Excerto transcrito:
───

Já neste Tribunal, a recorrente suscitou questão prévia relativa à dispensa de pagamento da multa devida pela apresentação das alegações no terceiro dia útil após o respectivo prazo de apresentação, ou, em alternativa, requereu a sua redução ao mínimo possível, nos termos do disposto no artigo
145º, nº 7, do Código de Processo Civil.
Por despacho de 7 de Maio de 1998, o relator indeferiu ao pretendido, «por não se afigurar, in casu, desproporcionado o montante da multa», a qual fora liquidada secretaria judicial no montante de 18.000$00.
2. A recorrente reclamou então para a conferência, requerendo o seguinte:
O montante da multa devida in casu revela-se manifestamente desproporcionado relativamente à sua situação económica.
Nesta conformidade, requer a V. Exªs se dignem dispensar a requerente do pagamento dessa multa ou, em alternativa, requer se dignem determinar se a sua redução ao montante mínimo possível, nos termos facultados pelo disposto no art. 145º nº 7 do C.P.C., atenta a sua situação económica, e/ou diferir no tempo o seu pagamento.
(...)
Caso assim não entenda, o que considera por mera cautela e sem conceder, a notificação de 11.05.98 padece de nulidade em virtude da Secretaria do processo não ter remetido com a mesma as necessárias guias de depósito nos termos prescritos nos arts. 126º nº 2 do CCJ e 201º do CPC, o que ora vem arguir.
Na sua resposta, o Ministério Público entendeu que não assistia qualquer razão à recorrente, pois «o apoio judiciário não abarca a dispensa do pagamento de multas – sanções processuais decorrentes da violação da boa ordem do andamento do processo que lhe sejam imputáveis» [à parte], «sendo evidente que uma multa de 18000$00 não pode considerar-se liminarmente de valor manifestamente excessivo e desproporcionado». Por fim, considerou ainda:
Não é processualmente adequado suscitar, pela primeira vez, em reclamação para a conferência a questão de uma pretensa nulidade processual, decorrente de violação do preceituado no artigo 126º, nº 2 do Código das Custas Judiciais, sobre a qual não recaiu qualquer decisão do relator que cumpra confirmar ou revogar.
3. O relator proferiu despacho, em 17 de Junho de 1998, com o seguinte teor:
A questão da nulidade processual invocada pelo recorrente – relativa
à falta de remessa das guias pela secretaria – tem de ser decidida em primeiro lugar, e pelo relator (em primeira mão).
Pois bem: a mencionada arguição de nulidade processual vai indeferida, pelas razões constantes do Acórdão nº 521/97, de que se ordena junção de cópia aos autos.
A recorrente veio, então, reclamar para a conferência nos seguintes termos:
As normas legais em que se estriba o douto Acórdão nº
521/97, designadamente o disposto no art. 20º nº 1 do DL 149-A/83, de 05-4, encontram-se revogadas e substituídas por outras que consideram receita própria do Tribunal Constitucional as custas e outras importâncias cobradas por este Alto Tribunal e determina o pagamento do seu quantitativo em conta aberta na Caixa Geral de Depósitos através de guias de depósito, ou seja,
Deixou de existir qualquer razão de facto e de direito que justifique o entendimento perfilhado no douto Acórdão nº 521/97 segundo o qual o disposto no art. 126º nº 2 do CCJ não era aplicável ao Tribunal Constitucional em virtude do sistema até então vigente ser diverso do prescrito nos arts. 127º e ss. do CCJ, pela simples razão das Repartições de Finanças, efectuado o pagamento, não devolverem ao Tribunal Constitucional qualquer exemplar da guia paga.

───

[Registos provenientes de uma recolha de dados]
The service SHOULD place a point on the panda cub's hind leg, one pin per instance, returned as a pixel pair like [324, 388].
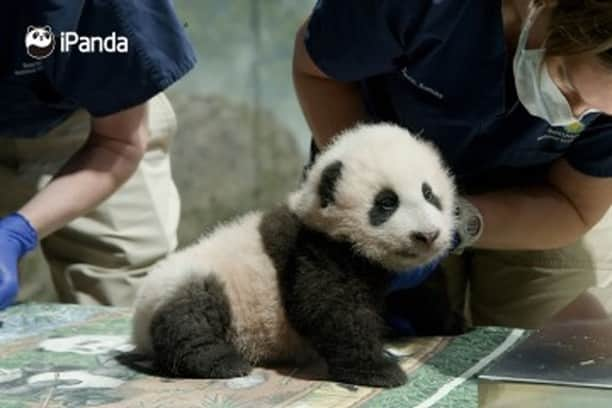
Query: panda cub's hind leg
[189, 334]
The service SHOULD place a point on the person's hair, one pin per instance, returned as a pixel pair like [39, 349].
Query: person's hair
[581, 26]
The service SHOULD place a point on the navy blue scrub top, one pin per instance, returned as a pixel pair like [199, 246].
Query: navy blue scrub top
[36, 95]
[441, 67]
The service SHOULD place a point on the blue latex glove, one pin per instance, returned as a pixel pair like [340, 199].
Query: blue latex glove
[17, 236]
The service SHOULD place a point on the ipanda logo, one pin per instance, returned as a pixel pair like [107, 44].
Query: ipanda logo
[40, 42]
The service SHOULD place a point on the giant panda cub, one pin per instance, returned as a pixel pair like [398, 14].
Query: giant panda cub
[308, 277]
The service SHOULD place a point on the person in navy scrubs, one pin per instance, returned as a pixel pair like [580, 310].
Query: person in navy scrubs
[84, 138]
[517, 96]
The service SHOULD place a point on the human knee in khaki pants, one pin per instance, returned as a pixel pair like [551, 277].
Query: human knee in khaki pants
[527, 288]
[101, 257]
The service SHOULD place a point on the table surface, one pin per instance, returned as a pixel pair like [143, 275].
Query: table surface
[78, 356]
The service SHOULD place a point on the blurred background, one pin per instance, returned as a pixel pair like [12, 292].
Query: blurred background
[242, 139]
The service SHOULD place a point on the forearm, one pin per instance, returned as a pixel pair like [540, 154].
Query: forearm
[88, 178]
[535, 218]
[329, 106]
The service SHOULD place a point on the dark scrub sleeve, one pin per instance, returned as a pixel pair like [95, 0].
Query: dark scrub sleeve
[351, 40]
[591, 153]
[159, 53]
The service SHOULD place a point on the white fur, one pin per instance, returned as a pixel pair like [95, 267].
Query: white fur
[373, 157]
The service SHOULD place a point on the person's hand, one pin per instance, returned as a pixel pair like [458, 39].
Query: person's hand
[17, 236]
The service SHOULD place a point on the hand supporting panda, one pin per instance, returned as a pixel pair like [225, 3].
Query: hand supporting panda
[17, 237]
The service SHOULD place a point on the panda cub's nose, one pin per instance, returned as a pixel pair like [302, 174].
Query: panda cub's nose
[424, 237]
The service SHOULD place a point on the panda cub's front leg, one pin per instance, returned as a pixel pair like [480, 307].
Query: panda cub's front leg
[189, 334]
[338, 315]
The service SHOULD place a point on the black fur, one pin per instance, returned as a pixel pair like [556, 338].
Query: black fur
[189, 334]
[279, 228]
[334, 297]
[385, 204]
[329, 178]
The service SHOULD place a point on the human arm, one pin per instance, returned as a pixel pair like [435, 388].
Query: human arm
[329, 106]
[543, 217]
[115, 146]
[111, 154]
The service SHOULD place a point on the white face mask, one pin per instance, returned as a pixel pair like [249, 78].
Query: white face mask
[536, 90]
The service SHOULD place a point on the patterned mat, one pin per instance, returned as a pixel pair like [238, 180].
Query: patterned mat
[74, 356]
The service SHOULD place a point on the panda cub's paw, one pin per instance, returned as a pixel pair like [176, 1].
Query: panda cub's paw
[386, 373]
[223, 365]
[231, 365]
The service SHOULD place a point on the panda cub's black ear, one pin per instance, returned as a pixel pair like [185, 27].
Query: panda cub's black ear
[329, 179]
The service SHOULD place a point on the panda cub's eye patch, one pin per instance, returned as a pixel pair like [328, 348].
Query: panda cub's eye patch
[386, 202]
[430, 196]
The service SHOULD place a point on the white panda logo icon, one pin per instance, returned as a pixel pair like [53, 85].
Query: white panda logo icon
[39, 41]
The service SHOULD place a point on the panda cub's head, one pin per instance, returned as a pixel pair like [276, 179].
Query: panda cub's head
[383, 190]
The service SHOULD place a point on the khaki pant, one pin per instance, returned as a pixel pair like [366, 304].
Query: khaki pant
[101, 257]
[527, 288]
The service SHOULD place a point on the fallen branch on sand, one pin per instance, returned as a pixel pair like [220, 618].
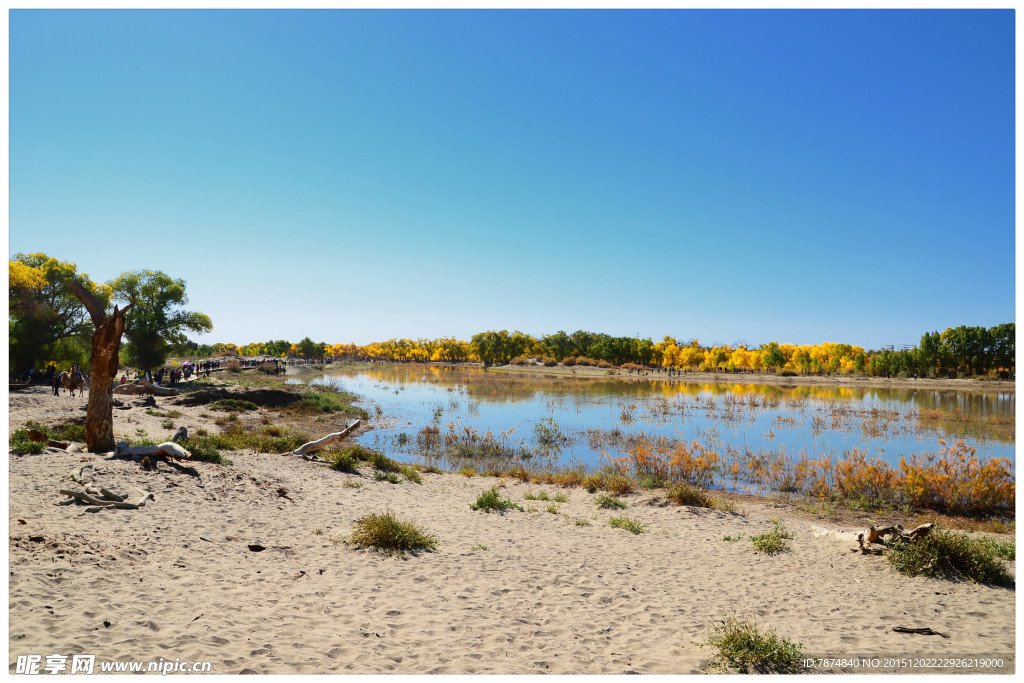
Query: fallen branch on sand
[312, 446]
[98, 497]
[40, 437]
[141, 386]
[895, 534]
[165, 450]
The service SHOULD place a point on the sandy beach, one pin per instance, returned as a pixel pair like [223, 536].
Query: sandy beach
[525, 592]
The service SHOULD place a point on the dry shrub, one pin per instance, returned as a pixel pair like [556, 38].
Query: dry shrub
[669, 461]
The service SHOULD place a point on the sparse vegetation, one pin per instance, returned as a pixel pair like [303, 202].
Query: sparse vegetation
[743, 648]
[609, 503]
[492, 500]
[629, 524]
[22, 444]
[232, 404]
[952, 555]
[773, 542]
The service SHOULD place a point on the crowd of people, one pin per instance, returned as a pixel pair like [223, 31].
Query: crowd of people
[172, 376]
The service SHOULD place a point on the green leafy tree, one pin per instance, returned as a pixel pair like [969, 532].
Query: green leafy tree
[46, 321]
[310, 349]
[156, 322]
[772, 356]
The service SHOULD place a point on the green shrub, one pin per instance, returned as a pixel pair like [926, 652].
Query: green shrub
[20, 443]
[742, 647]
[204, 450]
[390, 535]
[773, 542]
[232, 404]
[627, 523]
[609, 503]
[549, 434]
[684, 494]
[491, 500]
[950, 555]
[1007, 550]
[326, 400]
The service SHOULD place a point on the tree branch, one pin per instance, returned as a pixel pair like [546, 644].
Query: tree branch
[91, 303]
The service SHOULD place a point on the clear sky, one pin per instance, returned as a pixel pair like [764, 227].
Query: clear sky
[730, 175]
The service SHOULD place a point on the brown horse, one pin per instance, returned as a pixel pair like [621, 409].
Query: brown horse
[73, 382]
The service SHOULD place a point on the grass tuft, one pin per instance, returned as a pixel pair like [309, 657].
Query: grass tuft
[773, 542]
[231, 404]
[684, 494]
[629, 524]
[491, 500]
[741, 647]
[390, 535]
[609, 502]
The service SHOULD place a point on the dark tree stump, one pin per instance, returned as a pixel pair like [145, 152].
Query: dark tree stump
[103, 368]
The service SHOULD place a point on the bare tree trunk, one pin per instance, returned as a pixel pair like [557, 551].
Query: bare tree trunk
[103, 368]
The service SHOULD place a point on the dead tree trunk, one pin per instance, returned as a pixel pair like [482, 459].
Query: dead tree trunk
[103, 365]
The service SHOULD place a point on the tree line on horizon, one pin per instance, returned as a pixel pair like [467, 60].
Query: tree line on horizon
[961, 351]
[47, 323]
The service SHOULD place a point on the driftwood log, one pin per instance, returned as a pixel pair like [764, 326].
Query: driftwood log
[890, 535]
[100, 498]
[166, 450]
[40, 437]
[312, 446]
[141, 386]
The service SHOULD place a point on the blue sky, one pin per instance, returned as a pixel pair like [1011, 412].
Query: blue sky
[730, 175]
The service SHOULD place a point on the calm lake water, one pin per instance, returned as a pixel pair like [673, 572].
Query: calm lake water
[595, 415]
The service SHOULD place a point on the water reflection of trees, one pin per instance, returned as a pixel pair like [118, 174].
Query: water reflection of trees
[871, 412]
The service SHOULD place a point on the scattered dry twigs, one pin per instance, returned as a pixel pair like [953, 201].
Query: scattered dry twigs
[895, 534]
[312, 446]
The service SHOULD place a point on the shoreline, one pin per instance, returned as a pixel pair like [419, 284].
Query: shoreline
[249, 566]
[975, 385]
[589, 372]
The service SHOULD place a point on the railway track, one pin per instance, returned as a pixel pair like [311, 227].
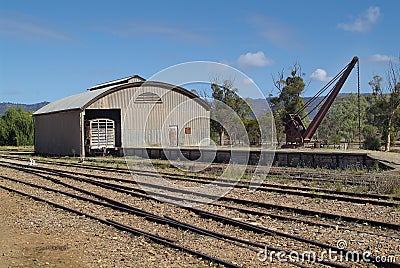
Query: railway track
[105, 201]
[116, 205]
[125, 189]
[356, 179]
[313, 192]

───

Conjunto de exercícios:
[1] Transcreva fielmente a passagem do excerto sobre a multa processual, começando em "2. A recorrente" e terminando em "sua situação económica.".
[2] Responda, com base no excerto sobre a multa processual, às seguintes perguntas:
(a) Em que data proferiu o relator o despacho que indeferiu a dispensa do pagamento da multa?
(b) Em que montante fora liquidada a multa pela secretaria judicial?
(c) Por que razões, segundo o despacho de 17 de Junho de 1998, foi indeferida a arguição de nulidade processual?

Soluções:
[1]
2. A recorrente reclamou então para a conferência, requerendo o seguinte:
O montante da multa devida in casu revela-se manifestamente desproporcionado relativamente à sua situação económica.

[2]
(a) 7 de Maio de 1998.
(b) 18.000$00.
(c) Pelas razões constantes do Acórdão nº 521/97.